**TO BE DONE**
Transcribe everything in the data word for word. Pictures are left out.

**RECORDS PROVIDED**
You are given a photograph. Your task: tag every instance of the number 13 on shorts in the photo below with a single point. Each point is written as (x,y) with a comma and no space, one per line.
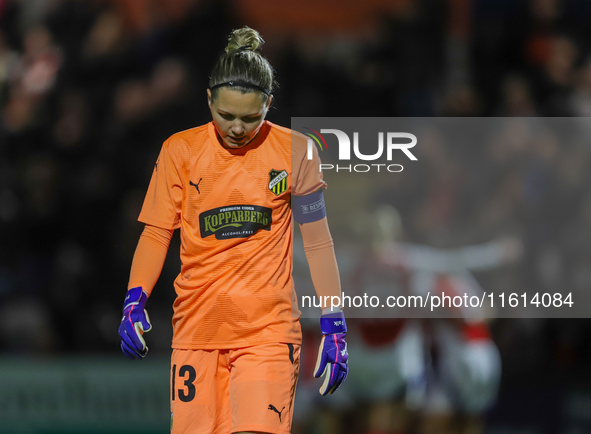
(248,389)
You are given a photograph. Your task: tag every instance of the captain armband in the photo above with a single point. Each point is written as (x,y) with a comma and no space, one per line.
(309,208)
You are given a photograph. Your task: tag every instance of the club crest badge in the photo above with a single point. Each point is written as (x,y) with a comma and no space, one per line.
(278,181)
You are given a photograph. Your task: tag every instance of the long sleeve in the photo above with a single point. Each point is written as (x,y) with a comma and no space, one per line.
(319,249)
(149,257)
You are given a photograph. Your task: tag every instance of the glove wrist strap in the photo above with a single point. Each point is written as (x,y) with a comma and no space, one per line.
(135,296)
(333,323)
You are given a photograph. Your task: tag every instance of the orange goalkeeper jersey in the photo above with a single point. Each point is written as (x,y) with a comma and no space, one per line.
(233,209)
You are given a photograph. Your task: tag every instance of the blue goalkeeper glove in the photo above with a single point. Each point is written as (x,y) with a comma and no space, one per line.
(332,355)
(134,323)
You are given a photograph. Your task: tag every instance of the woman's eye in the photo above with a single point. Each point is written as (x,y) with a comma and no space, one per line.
(252,119)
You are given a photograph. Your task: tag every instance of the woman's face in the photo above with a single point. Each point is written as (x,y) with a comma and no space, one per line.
(237,116)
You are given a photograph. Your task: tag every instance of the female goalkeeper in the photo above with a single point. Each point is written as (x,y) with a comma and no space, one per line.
(231,187)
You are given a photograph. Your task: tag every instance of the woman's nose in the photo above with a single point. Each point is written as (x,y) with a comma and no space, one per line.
(237,128)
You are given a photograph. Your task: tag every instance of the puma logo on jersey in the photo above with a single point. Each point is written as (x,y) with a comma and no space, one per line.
(272,407)
(196,185)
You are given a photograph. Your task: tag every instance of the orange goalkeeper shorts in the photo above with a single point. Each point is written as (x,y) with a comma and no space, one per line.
(229,391)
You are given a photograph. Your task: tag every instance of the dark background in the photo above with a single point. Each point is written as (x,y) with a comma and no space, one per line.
(90,89)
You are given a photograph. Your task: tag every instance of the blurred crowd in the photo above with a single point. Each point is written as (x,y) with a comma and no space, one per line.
(89,89)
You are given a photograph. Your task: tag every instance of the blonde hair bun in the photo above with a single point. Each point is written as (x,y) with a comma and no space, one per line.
(244,38)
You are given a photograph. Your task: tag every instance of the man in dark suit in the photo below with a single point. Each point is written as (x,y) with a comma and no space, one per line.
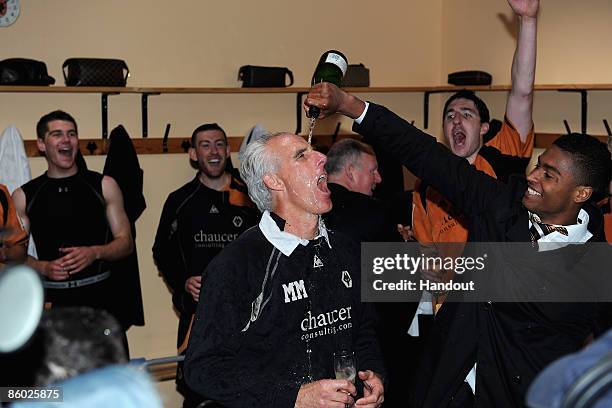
(352,172)
(510,341)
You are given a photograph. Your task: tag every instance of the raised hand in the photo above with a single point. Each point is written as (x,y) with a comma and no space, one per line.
(525,8)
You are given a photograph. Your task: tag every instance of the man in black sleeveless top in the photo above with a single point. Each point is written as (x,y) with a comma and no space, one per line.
(76,218)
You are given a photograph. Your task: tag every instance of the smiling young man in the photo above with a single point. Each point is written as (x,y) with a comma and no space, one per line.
(510,342)
(465,123)
(279,301)
(76,218)
(198,220)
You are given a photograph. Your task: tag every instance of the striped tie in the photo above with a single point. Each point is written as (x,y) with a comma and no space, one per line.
(544,229)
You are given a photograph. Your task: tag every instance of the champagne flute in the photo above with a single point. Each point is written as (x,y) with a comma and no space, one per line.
(344,365)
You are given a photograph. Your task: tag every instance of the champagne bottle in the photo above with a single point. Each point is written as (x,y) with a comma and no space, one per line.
(331,68)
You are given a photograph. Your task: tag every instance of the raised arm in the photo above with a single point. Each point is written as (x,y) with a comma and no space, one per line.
(470,190)
(519,107)
(13,239)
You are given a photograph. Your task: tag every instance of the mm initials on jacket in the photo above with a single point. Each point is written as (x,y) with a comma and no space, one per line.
(294,291)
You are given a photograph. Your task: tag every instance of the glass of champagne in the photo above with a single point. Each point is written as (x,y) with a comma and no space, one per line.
(344,365)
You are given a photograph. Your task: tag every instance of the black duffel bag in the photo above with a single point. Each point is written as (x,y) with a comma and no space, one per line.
(95,72)
(261,77)
(23,71)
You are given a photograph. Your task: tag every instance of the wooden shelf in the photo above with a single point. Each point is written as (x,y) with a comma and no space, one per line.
(180,145)
(155,145)
(152,146)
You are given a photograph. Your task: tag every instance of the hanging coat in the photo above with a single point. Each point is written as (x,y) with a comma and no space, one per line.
(123,166)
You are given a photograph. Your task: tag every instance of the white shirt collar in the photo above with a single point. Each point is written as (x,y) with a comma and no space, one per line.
(576,233)
(283,240)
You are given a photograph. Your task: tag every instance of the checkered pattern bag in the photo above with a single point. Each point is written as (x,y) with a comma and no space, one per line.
(95,72)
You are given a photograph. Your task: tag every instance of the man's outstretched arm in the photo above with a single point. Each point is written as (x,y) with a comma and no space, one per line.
(519,107)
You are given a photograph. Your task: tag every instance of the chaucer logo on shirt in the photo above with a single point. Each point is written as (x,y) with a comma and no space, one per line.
(295,291)
(328,323)
(237,221)
(213,239)
(346,279)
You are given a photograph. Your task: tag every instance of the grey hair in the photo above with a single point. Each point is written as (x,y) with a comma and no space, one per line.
(345,152)
(255,163)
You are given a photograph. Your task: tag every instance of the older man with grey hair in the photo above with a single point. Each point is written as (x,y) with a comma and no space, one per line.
(282,299)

**RESPONSE TO THIS EXERCISE**
You are given a photograph. Your task: tag every instance of the number 13 on shorts in the photo below with a single point. Each point is written as (x,y) with a comma and no space, one per line.
(248,389)
You are given a photograph. Your task: tag every instance of the captain armband in the photo above with a single point. Each point is written as (x,y) with a comma and no space, one per line.
(309,208)
You are given a photograph. Your task: tag every instance of the club crest badge in the photo above with a single point. Each point is written as (x,y) with a comma and no space, one per line.
(278,181)
You are given a photograph. Your task: tag every instance of the long sleeve in the photo above with a single point. Each point is written as (x,y) with a comma and no space, one per line.
(319,249)
(149,257)
You are given a photograph. Your task: tag every instance of the glove wrist strap in the photo above with a single point. Each point is written as (x,y) with a comma and no space, one per line.
(135,296)
(333,323)
You are given a photograph. Your task: tag every instance of the orange goalkeeper jersey in the photo above with a single point. Each point is written as (x,y) with a comma and no space, one per line.
(233,209)
You are given a photograph. Your task: tag every instance of the blue goalkeeper glove in the photo above with a single point. Each point is written as (x,y) with a comma and no space, one per line.
(332,355)
(134,323)
You are given a photograph. Your task: tag every instance of the woman's eye in the photo above with a single point. Each point is written as (x,y) with a comma and no space, one per line.
(252,119)
You are given a photograph. Your task: tag every instance of the woman's face in the photo above with a single point. Each point is written as (x,y) with a comma and no space, one per line.
(237,116)
You are given a photograph. Your task: tag every instance of the female goalkeeper in the photo above with a single point. Each point is written as (x,y) with a comma and no space, one per line.
(231,187)
You are given a photograph. Your task: tag every instance of the woman's nose in the photo above with a single point. Each point is written as (x,y) with a comma and no space, one per line.
(237,128)
You are given a photograph. Your task: tag every instance of the puma logo on jersey in the photo above with a single point. Each point is written as (x,y) with a comma and no space, one per line.
(272,407)
(196,185)
You are given a photograph. Your task: tag every instance of the orange goalkeeper shorts in the photo above with a single point. Each point is written as (x,y) with a comma and no space, one per line.
(229,391)
You are given a photograph. Your task: tag every instance of the dark background in the photo above with a single point. Each point is written as (x,y) with a comma and no space, one per line.
(90,89)
You are given a photograph. Your task: tag every instance of the blurred crowd in the photo above with a single point. Each point is written as (x,y) with a comma and no space, one per line.
(89,89)
You are given a photograph. Your task: tag every instance of the blonde hair bun in the photo above with a single point. Each point is written as (x,y) with a comma and no space, one per line.
(244,38)
You are given a photograph. Your task: tag every instance of the man in dark suit in the photo below with a single point. Each point is written as (x,y) with a comma and no space, one per line.
(352,172)
(510,341)
You are given a photograph. Your task: tag every instance of the raised hand in the photo above with a single point. Each point is written as (x,y) with a comma and no space, one per line.
(525,8)
You are given a photograph. Your task: tag every instance of the man in black sleeveless top in the photo above with a single point. Each point is written as (x,y) with a comma and no space, one per line.
(76,218)
You are given a photograph. Your task: tag every instance of the smiling young man in the photo above with a single point. Each point is written as (x,y) with a comma and no space, one per line.
(510,342)
(465,123)
(279,301)
(76,218)
(198,220)
You are given a photograph. Your task: tag every instance of the striped tie in the photo above with a single point. Each point is written as (x,y) with a comma and no space, one per line.
(544,229)
You are given a photograph. Your task: tag every instance of the champagne flute in the photo above with a single point. Each point is written as (x,y) with a comma and no space, one per line.
(344,365)
You are given a photograph. Your task: tag every instance of the champagne bottle in the photo above with a single point. Each point is written as (x,y) with a comma and no space, one per line.
(331,68)
You are given a photograph. Your task: tag every instance of the raised arm in the photo above with a single point. Each point is written as (x,y) with a comma and no space, one per line.
(470,190)
(519,107)
(13,239)
You are given a photograph. Your task: tag every instance of the mm initials on jacket in the photo above with a single point. Each point is written as (x,y) with a comma and no space, one per line.
(294,291)
You are given a photograph. Your task: tag every instance of the glass of champagne in the photo above with a single point. Each point is written as (x,y) with a comma and no space, one per line.
(344,365)
You are given a photograph. Your task: tag every instance of the black duffel bag in the photo above with a single point. Each point is written as (x,y) with a comma and no space, one per line.
(95,72)
(261,77)
(23,71)
You are given a photograph. Your task: tag every instance of the wooden shelf in the photo above with a single point. Each point is written as (x,y) with a comma and no space, one per line.
(180,145)
(155,145)
(152,146)
You are given a photograph. Your task: tag every instance of the hanging coat in the photo above with a single point. Each point is written as (x,y) with a comma and no space, one per line.
(123,166)
You are given a photograph. Your task: tag every instance of the white shirt collar in the photo above with a single point. Each point is written as (x,y) with a comma and no space, one per line.
(576,233)
(283,240)
You are given a photograph. Your task: tag every instance of the checkered pattern bag in the photo above with a single point. Each point is written as (x,y) with a comma and no space, one per line.
(95,72)
You are given a photograph. Your task: tag every instance of the man's outstretched arm in the photo above with a single point. Each point is written as (x,y) with a comma and no space, one per line.
(519,107)
You are given a photograph. Your task: tag every instance of the chaucer logo on shirt in the photo above with a single point. Each point is written as (x,y) with a comma and no space, one per line.
(295,291)
(328,323)
(237,221)
(213,239)
(346,279)
You are given a photograph. Your task: tag every instance of the grey hair in the photo above with a single point. Each point is written as (x,y) with a comma and no space, one per line.
(345,152)
(255,163)
You are given a photograph. Your task: tag every instance of the older man with grey hair in the photo above with a single point. Each point is written as (x,y) with a comma and no space, one per line.
(282,299)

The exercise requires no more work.